§ Aim of the task
Exactly as written, transcribe the lines that run from the one containing "The resolver MUST return, for each instance of the whale's chin" to the end of the records below.

§ Listed entries
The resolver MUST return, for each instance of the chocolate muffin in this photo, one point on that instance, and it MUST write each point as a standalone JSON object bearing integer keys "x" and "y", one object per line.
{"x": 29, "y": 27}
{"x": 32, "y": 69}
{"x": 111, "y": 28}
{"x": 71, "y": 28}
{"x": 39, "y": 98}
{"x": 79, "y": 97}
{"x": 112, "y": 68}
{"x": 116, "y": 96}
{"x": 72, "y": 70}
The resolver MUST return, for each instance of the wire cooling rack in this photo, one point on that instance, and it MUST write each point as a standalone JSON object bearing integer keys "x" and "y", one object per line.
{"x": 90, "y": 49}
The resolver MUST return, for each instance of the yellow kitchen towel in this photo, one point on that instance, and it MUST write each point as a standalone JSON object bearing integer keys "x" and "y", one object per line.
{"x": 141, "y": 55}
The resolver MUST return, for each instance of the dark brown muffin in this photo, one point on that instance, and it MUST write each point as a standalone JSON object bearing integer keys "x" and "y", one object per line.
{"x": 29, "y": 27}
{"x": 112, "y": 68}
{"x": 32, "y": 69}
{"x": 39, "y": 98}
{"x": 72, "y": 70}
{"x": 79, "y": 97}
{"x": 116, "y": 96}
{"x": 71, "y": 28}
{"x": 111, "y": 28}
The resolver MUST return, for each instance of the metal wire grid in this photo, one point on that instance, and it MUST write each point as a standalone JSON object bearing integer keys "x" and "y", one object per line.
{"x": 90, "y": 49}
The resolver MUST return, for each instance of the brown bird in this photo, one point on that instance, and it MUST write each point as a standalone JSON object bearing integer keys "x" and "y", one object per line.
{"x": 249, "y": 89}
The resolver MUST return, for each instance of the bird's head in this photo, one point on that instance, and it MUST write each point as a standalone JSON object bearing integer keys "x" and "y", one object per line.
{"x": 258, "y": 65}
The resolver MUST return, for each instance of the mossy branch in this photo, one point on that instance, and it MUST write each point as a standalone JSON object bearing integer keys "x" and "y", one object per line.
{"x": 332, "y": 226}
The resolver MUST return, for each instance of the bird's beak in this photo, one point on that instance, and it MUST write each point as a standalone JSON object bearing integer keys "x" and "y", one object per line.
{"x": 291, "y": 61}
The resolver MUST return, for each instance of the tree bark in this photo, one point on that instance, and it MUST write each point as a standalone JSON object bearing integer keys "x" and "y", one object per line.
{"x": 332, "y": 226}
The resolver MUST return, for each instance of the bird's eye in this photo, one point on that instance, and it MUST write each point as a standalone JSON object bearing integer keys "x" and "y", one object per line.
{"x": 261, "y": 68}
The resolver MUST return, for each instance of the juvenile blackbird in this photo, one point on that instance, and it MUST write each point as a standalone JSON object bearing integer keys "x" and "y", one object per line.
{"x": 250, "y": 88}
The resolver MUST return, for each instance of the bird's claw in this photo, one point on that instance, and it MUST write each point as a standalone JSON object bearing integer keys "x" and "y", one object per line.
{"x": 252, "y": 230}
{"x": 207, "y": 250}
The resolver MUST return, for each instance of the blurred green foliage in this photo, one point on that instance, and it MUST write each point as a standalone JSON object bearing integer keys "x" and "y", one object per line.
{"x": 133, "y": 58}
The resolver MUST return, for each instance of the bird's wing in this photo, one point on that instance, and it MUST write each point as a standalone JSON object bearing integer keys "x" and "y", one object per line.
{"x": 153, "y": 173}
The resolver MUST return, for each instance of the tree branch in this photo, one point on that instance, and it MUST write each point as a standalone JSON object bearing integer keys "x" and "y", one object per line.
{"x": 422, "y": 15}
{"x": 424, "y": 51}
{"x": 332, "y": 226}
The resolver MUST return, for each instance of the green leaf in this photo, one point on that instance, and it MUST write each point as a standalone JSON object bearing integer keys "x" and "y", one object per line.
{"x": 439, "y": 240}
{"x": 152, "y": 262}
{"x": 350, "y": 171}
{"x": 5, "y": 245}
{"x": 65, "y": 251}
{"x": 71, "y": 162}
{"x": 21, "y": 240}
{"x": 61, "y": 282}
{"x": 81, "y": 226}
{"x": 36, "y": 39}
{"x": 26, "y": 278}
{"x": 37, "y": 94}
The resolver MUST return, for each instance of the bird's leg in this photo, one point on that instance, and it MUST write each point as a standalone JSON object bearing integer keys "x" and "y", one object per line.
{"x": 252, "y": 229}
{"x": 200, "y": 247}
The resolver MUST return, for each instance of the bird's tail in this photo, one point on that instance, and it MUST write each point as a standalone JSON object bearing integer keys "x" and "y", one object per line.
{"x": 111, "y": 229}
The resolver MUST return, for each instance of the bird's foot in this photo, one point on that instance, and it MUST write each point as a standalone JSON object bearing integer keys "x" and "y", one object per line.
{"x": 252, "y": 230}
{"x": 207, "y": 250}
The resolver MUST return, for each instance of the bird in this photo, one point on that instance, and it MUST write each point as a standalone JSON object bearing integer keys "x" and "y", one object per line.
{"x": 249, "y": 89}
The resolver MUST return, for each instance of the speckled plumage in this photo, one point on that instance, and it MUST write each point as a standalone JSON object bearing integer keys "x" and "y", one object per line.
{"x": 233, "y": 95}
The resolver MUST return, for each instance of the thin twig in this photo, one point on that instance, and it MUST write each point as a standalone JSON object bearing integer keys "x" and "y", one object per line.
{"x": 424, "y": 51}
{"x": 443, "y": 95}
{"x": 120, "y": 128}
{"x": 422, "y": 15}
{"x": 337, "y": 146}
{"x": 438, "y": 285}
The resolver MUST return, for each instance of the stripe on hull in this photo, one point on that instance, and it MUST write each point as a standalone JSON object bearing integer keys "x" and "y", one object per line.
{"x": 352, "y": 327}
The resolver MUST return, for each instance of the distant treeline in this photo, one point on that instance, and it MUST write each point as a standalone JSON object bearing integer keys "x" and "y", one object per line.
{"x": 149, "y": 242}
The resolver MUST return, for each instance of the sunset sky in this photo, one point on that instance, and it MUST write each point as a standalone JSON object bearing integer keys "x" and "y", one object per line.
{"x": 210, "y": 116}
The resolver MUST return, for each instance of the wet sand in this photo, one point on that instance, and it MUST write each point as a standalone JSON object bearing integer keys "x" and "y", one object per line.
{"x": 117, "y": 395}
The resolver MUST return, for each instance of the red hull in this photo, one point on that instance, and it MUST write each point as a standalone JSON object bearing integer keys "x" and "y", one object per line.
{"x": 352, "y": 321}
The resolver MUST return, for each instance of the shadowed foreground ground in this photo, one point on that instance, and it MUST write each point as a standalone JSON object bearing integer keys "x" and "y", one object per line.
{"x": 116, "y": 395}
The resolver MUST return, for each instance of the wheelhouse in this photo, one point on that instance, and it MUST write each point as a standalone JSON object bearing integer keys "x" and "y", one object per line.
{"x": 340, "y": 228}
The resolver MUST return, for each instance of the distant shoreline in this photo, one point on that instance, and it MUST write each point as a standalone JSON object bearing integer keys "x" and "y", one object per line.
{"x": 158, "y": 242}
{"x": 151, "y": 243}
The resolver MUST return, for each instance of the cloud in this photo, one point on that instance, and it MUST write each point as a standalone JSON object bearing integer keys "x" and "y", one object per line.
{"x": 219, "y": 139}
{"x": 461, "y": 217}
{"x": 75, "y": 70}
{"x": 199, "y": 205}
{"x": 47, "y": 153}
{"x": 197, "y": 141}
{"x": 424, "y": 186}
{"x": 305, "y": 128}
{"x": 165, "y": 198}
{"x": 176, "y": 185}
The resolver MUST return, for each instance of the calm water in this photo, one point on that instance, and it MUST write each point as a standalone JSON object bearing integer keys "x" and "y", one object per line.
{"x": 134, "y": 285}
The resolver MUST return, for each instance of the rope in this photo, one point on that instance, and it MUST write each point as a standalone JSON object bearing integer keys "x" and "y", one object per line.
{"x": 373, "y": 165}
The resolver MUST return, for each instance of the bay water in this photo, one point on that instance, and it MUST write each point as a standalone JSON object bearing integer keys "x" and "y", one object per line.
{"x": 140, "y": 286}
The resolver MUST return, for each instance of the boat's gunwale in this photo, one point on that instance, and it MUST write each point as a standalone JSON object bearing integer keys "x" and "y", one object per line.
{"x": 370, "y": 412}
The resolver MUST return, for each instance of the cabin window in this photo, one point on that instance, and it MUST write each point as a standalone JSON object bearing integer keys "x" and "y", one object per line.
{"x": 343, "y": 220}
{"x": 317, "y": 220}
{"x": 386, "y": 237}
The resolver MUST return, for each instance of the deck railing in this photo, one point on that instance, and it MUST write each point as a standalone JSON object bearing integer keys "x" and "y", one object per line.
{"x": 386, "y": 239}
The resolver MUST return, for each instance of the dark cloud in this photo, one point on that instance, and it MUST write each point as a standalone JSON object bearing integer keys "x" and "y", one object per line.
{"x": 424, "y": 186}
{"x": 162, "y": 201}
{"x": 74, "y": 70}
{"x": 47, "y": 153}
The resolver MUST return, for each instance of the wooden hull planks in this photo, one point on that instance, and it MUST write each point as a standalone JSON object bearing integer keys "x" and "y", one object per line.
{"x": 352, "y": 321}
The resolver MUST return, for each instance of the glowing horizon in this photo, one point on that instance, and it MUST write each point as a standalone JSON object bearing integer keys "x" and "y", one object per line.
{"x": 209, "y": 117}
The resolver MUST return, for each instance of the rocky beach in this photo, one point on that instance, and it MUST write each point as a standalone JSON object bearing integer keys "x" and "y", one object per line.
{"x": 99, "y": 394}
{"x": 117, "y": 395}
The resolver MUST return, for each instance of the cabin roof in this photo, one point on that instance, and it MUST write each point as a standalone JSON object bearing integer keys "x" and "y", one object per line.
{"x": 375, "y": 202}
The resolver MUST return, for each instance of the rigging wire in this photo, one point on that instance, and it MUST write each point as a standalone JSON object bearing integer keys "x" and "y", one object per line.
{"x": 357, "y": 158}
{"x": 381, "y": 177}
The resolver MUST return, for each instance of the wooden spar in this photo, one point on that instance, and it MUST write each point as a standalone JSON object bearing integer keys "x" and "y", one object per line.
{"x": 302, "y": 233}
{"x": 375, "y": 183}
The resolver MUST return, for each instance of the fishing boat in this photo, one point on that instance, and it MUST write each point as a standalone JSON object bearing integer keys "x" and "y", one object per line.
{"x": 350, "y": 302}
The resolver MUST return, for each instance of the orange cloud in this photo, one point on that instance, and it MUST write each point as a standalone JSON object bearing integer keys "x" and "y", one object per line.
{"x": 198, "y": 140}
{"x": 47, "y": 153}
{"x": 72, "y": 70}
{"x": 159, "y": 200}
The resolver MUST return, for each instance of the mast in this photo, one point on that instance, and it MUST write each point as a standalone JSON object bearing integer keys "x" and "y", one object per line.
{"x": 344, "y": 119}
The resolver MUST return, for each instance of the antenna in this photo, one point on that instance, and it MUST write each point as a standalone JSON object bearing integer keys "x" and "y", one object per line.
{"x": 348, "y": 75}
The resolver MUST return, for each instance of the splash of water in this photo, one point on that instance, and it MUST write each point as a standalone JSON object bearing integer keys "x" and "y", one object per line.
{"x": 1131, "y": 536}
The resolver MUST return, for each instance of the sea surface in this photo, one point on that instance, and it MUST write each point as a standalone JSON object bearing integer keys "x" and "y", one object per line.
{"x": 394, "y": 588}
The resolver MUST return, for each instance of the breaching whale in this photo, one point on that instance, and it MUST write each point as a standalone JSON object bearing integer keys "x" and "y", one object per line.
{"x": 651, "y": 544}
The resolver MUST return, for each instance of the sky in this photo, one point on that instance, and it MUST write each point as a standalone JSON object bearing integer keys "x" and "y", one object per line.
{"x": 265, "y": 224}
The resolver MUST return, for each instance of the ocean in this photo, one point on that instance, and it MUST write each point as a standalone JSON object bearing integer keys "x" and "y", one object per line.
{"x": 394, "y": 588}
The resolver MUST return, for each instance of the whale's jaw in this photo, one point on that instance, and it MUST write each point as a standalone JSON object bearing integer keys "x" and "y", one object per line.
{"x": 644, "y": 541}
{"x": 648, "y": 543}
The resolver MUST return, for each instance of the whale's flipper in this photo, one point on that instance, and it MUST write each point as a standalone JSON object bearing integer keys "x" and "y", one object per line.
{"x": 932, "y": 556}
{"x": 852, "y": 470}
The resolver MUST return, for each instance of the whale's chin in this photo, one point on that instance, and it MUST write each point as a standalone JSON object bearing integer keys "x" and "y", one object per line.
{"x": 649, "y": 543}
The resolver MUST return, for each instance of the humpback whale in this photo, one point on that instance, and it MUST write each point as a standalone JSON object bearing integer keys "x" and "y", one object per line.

§ Right answer
The resolver MUST return, for each instance of the whale's chin in this photo, one point on that instance, and it MUST write each point as a standalone JSON object bearing integer keys "x" and "y", one object per line.
{"x": 649, "y": 543}
The resolver MUST return, for each instance of the humpback whale in this photo, one point on that instance, and it MUST write each point as a standalone JSON object bearing integer keys "x" and "y", one object per line.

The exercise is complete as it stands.